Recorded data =
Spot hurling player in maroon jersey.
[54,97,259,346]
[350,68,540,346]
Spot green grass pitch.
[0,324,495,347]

Stated goal = Print every one of the entries above again, keeping each line unchanged.

Task solution =
Spot hurling player in maroon jersey.
[54,97,259,346]
[350,68,540,346]
Spot green grass pitch.
[0,324,495,347]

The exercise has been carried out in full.